* _Extract provided_
-- Begin --

8-K 1 f8k_051519.htm FORM 8-K

 

UNITED STATES

SECURITIES AND EXCHANGE COMMISSION

Washington, D.C. 20549

 

Form 8-K

 

CURRENT REPORT

 Pursuant to Section 13 or 15(d) of the Securities Exchange Act of 1934

 

Date of Report: May 9, 2019

(Date of earliest event reported)

 

CLEARFIELD, INC.

(Exact name of registrant as specified in charter)

  

Minnesota 000-16106 41-1347235
State or other jurisdiction of incorporation (Commission File Number) (IRS Employer Identification No.)

 

7050 Winnetka Avenue North, Suite 100, Brooklyn Park, MN 55428

(Address of principal executive offices)(Zip Code)

 

(763) 476-6866

(Registrant’s telephone number, including area code)

 

Not Applicable

(Former name or former address, if changed since last report)

 

Check the appropriate box below if the Form 8-K filing is intended to simultaneously satisfy the filing obligation of the registrant under any of the following provisions:

 

o    Written communications pursuant to Rule 425 under the Securities Act (17 CFR 230.425)

-- End --

* _Supplied entries_
-- Begin --

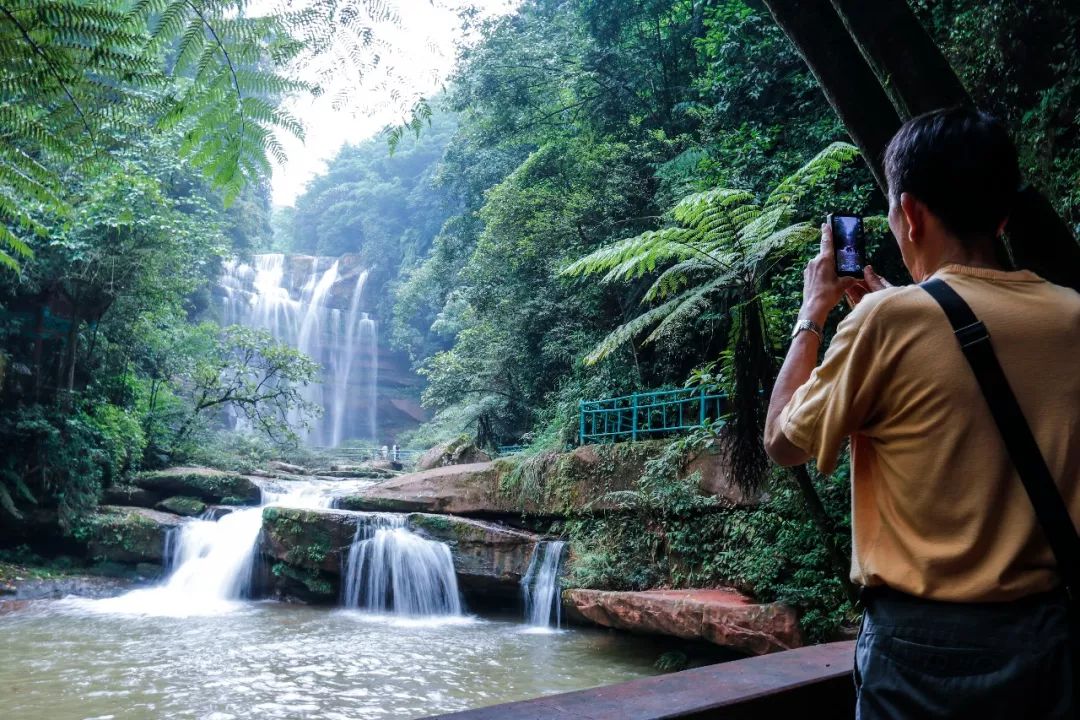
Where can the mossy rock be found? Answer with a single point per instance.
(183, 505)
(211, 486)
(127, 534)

-- End --
-- Begin --

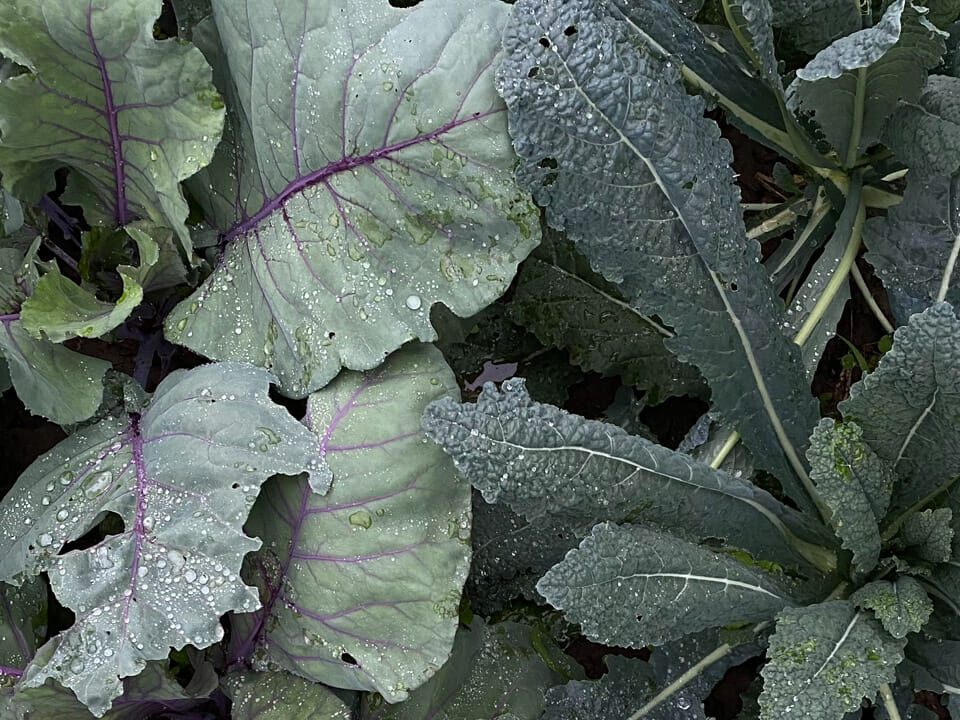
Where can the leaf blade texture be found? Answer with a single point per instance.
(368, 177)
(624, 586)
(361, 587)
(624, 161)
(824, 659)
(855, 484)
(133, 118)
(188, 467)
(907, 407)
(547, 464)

-- End --

* _What is asked_
(A) On the Form 8-K cover page, list each entry whose label contains the word "number" or "No.", and give each with its label.
(B) What date does the Form 8-K cover page give as the date of the earliest event reported?
The records aren't needed for any of this.

* _Exercise answers_
(A)
- Commission File Number: 000-16106
- IRS Employer Identification No.: 41-1347235
- Registrant's telephone number, including area code: (763) 476-6866

(B) May 9, 2019.